> [PROVIDED MATERIAL]:
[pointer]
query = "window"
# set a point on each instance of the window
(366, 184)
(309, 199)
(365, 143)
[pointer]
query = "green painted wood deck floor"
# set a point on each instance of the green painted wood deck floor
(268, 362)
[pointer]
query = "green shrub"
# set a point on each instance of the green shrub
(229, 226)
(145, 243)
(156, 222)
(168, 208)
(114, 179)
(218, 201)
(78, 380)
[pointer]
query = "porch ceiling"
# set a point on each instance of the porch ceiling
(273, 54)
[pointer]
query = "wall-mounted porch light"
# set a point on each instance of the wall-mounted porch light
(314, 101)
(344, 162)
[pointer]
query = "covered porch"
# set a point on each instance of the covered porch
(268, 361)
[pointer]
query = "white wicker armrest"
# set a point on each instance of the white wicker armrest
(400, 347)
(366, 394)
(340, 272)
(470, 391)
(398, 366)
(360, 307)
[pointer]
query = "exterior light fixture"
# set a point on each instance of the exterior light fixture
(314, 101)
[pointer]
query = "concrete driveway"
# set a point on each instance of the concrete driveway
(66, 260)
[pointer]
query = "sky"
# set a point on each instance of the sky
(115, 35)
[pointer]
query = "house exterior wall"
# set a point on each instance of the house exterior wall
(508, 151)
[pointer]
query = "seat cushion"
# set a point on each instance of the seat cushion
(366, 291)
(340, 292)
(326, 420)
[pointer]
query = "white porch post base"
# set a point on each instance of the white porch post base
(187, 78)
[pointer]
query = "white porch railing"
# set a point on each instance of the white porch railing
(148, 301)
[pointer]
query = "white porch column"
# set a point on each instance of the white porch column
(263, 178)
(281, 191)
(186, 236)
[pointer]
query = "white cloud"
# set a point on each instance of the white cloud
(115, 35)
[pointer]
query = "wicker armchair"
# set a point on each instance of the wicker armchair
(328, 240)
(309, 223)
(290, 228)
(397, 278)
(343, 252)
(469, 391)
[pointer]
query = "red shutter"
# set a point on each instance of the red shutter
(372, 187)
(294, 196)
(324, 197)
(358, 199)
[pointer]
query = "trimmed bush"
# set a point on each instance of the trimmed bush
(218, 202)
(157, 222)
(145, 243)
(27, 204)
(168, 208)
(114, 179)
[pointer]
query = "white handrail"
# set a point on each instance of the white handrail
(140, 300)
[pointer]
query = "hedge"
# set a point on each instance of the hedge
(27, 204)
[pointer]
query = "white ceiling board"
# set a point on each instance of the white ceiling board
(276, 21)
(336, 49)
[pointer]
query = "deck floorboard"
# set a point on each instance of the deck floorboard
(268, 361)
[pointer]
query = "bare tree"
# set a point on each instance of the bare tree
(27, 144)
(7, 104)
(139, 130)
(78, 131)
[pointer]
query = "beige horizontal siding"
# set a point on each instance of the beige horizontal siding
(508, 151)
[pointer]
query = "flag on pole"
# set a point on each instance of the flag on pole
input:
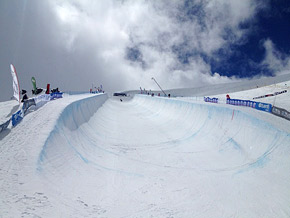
(16, 88)
(34, 85)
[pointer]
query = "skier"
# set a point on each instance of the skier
(24, 95)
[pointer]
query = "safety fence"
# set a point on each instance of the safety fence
(212, 100)
(281, 112)
(256, 105)
(269, 95)
(36, 101)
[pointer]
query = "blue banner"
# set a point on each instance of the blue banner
(55, 95)
(212, 100)
(263, 106)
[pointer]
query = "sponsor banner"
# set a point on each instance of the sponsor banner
(42, 98)
(55, 95)
(263, 107)
(27, 104)
(269, 95)
(4, 125)
(281, 112)
(17, 117)
(239, 102)
(212, 100)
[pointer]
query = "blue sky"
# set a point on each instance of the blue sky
(75, 44)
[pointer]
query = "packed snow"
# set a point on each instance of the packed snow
(92, 155)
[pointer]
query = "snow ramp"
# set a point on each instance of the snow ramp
(160, 157)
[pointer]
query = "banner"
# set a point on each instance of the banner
(17, 117)
(55, 95)
(16, 88)
(34, 85)
(239, 102)
(281, 112)
(4, 125)
(212, 100)
(264, 107)
(42, 98)
(269, 95)
(27, 104)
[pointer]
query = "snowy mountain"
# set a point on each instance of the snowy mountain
(96, 156)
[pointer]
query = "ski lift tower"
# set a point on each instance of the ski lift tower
(159, 86)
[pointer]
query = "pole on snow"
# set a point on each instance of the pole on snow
(159, 86)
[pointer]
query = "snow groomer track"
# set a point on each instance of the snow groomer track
(148, 157)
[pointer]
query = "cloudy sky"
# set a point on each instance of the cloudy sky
(121, 44)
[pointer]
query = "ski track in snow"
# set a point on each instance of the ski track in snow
(94, 156)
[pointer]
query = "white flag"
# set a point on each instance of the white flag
(16, 88)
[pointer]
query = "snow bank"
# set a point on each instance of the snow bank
(164, 157)
(73, 116)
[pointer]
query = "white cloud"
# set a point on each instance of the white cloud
(275, 60)
(101, 31)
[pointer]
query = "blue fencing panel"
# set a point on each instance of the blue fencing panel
(55, 95)
(17, 117)
(263, 106)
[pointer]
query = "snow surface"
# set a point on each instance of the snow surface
(94, 156)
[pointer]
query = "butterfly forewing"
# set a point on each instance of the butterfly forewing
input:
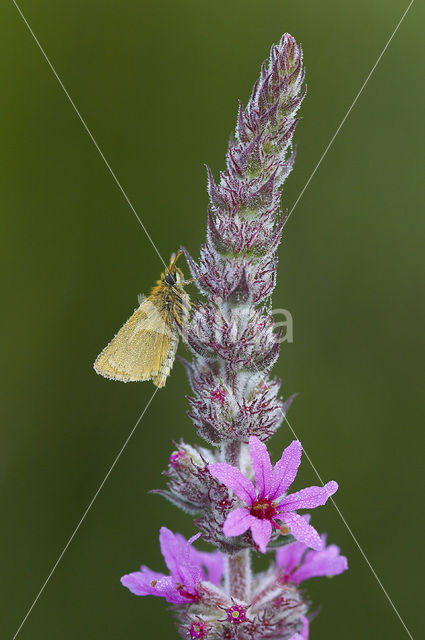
(140, 347)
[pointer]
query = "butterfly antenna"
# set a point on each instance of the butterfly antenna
(174, 258)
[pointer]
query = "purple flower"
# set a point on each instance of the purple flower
(300, 563)
(304, 631)
(187, 569)
(267, 502)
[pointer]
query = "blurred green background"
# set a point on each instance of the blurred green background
(158, 83)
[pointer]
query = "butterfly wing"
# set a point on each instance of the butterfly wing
(140, 347)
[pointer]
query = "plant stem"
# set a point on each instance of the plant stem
(238, 566)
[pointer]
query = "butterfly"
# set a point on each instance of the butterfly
(145, 346)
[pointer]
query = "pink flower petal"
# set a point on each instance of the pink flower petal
(327, 562)
(289, 556)
(302, 531)
(261, 465)
(261, 533)
(176, 552)
(286, 469)
(308, 498)
(235, 480)
(304, 631)
(237, 522)
(139, 582)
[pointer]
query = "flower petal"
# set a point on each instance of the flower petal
(176, 552)
(286, 469)
(261, 465)
(261, 533)
(213, 562)
(308, 498)
(167, 588)
(289, 556)
(139, 582)
(321, 563)
(234, 480)
(237, 522)
(302, 531)
(304, 631)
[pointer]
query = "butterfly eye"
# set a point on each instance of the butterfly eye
(170, 279)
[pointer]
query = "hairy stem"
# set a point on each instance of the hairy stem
(238, 566)
(238, 575)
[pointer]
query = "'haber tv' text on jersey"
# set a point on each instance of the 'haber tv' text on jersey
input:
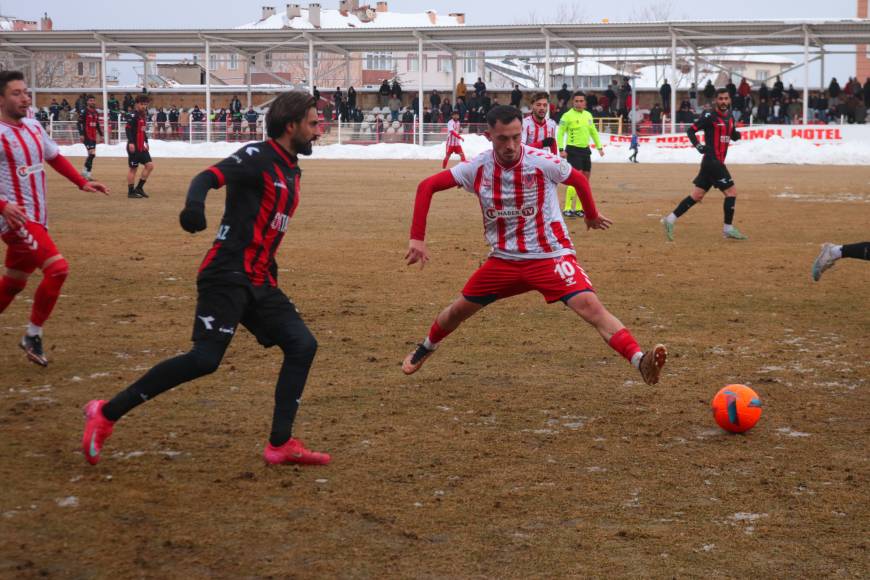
(262, 194)
(521, 215)
(26, 148)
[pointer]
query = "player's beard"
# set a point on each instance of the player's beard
(303, 147)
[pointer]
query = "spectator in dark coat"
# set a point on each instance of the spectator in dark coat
(564, 94)
(516, 97)
(384, 92)
(435, 100)
(351, 98)
(709, 91)
(479, 87)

> [WHAT TO DO]:
Copy every record character for character. Skip the pictures.

> [TASK ANSWER]:
[pointer]
query = "window"
# set a point on each instance of the window
(366, 184)
(309, 199)
(365, 143)
[pointer]
query = "green painted wood deck floor"
# set a point on each instance of the green painted wood deck floor
(268, 362)
[pointer]
query = "green shrub"
# set a point on each instance of the green shrub
(229, 226)
(145, 243)
(156, 222)
(168, 208)
(114, 179)
(218, 201)
(78, 380)
[pointer]
query = "porch ceiling"
# set a point on each instance of the porch ceiling
(273, 54)
[pointer]
query = "wall-mounted porch light"
# set a point on each instance of the wall-mounted porch light
(314, 101)
(344, 162)
[pointer]
query = "covered porch"
# set a point on each instance of the covered porch
(268, 361)
[pointer]
query = "white wicker armrest"
# set a point on each instance of the white wicker armrest
(400, 347)
(366, 394)
(340, 272)
(470, 391)
(398, 366)
(360, 307)
[pointer]
query = "exterior light fixture"
# set a point on each instance of the exterior light fixture
(314, 101)
[pointer]
query = "concrete driveway"
# set a point on each instance of the concrete driveway
(66, 260)
[pointer]
query = "sky"
# set a point on each instance of the sky
(115, 35)
[pointer]
query = "house exterior wall"
# set a point on each instance of the house exterior wall
(508, 151)
[pointer]
query = "seat cushion"
# set a point on each instance of the seat cushion
(366, 291)
(340, 292)
(326, 420)
[pointer]
query = "white porch post base"
# set a point on each instance of the white porch post base
(187, 78)
[pointer]
query = "white porch railing"
# set a point on each instance of the white porch railing
(148, 301)
[pointer]
query = "white porch column"
# set a point on each instance of the white porch column
(263, 178)
(281, 191)
(186, 236)
[pointer]
query = "white cloud"
# set a point on each instance of the white cloud
(115, 35)
[pointer]
query = "wicker armchair"
# set a point on each instance of the wicker armchair
(328, 240)
(309, 223)
(290, 228)
(397, 278)
(343, 252)
(469, 391)
[pointer]
query = "red shutter"
# set a point on each instance of the red shutter
(372, 187)
(294, 196)
(324, 197)
(358, 199)
[pointer]
query = "trimmed bush"
# set a point on each instance of the trimmed bush
(218, 202)
(157, 222)
(145, 243)
(27, 204)
(168, 208)
(114, 179)
[pointer]
query = "white handrail"
# set a point on each instance of the white handrail
(140, 300)
[pointer]
query = "hedge"
# set a point on each instance of the hedge
(27, 204)
[pointer]
query = "white ceiling board"
# set a point on each instance of the white ceiling board
(276, 21)
(336, 49)
[pointer]
query = "deck floorboard"
# set a point on each instance of the deck floorboard
(268, 361)
[pointer]
query = "bare tree"
# set a point on each instance of the bare tree
(27, 144)
(7, 104)
(139, 130)
(78, 131)
[pointer]
query = "beige horizontal siding"
# set a point on each instance of the beige horizontal siding
(508, 151)
[pointer]
query = "flag on pole"
# set a point on each instance of the flag on pole
input:
(16, 88)
(34, 85)
[pointer]
query = "skier"
# set a point on each instance of the skier
(24, 95)
[pointer]
query = "safety fence"
# set a point on each instance of the safety fence
(212, 100)
(281, 112)
(256, 105)
(269, 95)
(36, 101)
[pointer]
query = "blue banner"
# set a point on each instance of the blue banner
(55, 95)
(212, 100)
(263, 106)
[pointer]
query = "sponsor banner"
# set a point on each instance of the sponsor banner
(42, 98)
(55, 95)
(263, 107)
(27, 104)
(269, 95)
(4, 125)
(281, 112)
(17, 117)
(239, 102)
(212, 100)
[pointer]
query = "blue sky"
# set a point on each instance of the blue sky
(75, 44)
[pointer]
query = "packed snow"
# set a point on each instance of the packed snow
(92, 155)
[pointer]
query = "snow ramp"
# set a point on each instance of the snow ramp
(160, 157)
[pointer]
query = "banner"
# set a point on each instance of the banner
(17, 117)
(55, 95)
(16, 88)
(34, 85)
(239, 102)
(281, 112)
(4, 125)
(212, 100)
(264, 107)
(42, 98)
(269, 95)
(27, 104)
[pointer]
query = "snowy mountain"
# set a point on each instance of the snowy mountain
(96, 156)
[pointer]
query = "ski lift tower"
# set a point on each instance of the ski lift tower
(159, 86)
[pointer]
query = "pole on snow"
# set a point on each instance of the pole on snow
(159, 86)
[pointer]
query = "snow groomer track"
# set a point on each instance of the snow groomer track
(148, 157)
[pointer]
query = "cloudy sky"
# set a point on each instance of the cloudy sky
(121, 44)
[pointer]
query = "ski track in snow"
# set a point on each instance of the ski track in snow
(94, 156)
[pointer]
query = "white flag"
# set a point on each instance of the white flag
(16, 88)
[pointer]
query = "snow bank"
# set a point on each instance of the snow bank
(164, 157)
(73, 116)
[pointer]
query = "white cloud"
# set a point on each instance of the white cloud
(275, 60)
(101, 31)
[pointer]
query = "blue fencing panel"
# set a point on each instance of the blue fencing panel
(55, 95)
(17, 117)
(263, 106)
[pointer]
query = "snow surface"
# set a point on each instance of the snow surface
(94, 156)
[pointer]
query = "butterfly forewing"
# set a point on each instance of the butterfly forewing
input:
(140, 347)
[pointer]
query = "butterfly antenna"
# set a point on each instance of the butterfly antenna
(174, 258)
[pointer]
query = "purple flower"
# set a point on each instance of the purple flower
(300, 563)
(304, 631)
(187, 569)
(267, 502)
[pointer]
query = "blurred green background"
# set a point on each instance of the blurred green background
(158, 83)
[pointer]
query = "butterfly wing"
# set a point on each instance of the butterfly wing
(140, 347)
[pointer]
query = "plant stem"
# set a point on each instance of the plant stem
(238, 566)
[pointer]
query = "butterfly"
# set a point on each instance of the butterfly
(145, 346)
[pointer]
query = "pink flower petal"
# set a point on each instance of the pink flower petal
(327, 562)
(289, 556)
(302, 531)
(261, 465)
(261, 533)
(176, 552)
(286, 469)
(308, 498)
(235, 480)
(304, 631)
(237, 522)
(139, 582)
[pointer]
query = "flower petal"
# set a point on each instance of the flower petal
(176, 552)
(286, 469)
(261, 465)
(261, 533)
(213, 562)
(308, 498)
(167, 588)
(289, 556)
(139, 582)
(321, 563)
(234, 480)
(237, 522)
(302, 531)
(304, 631)
[pointer]
query = "butterfly eye"
# set a point on each instance of the butterfly eye
(170, 279)
[pointer]
query = "hairy stem"
# set a point on each instance of the hairy stem
(238, 566)
(238, 575)
[pointer]
query = "'haber tv' text on jersey"
# set a point on each instance of the 'haber tv' text on jersey
input:
(262, 194)
(521, 215)
(26, 148)
[pointer]
query = "player's beard"
# set a point on each instance of the player's beard
(303, 147)
[pointer]
query = "spectator in dark coat"
# set a point on each instance of the spectator in dark coat
(564, 94)
(516, 97)
(384, 92)
(435, 100)
(351, 98)
(709, 91)
(479, 87)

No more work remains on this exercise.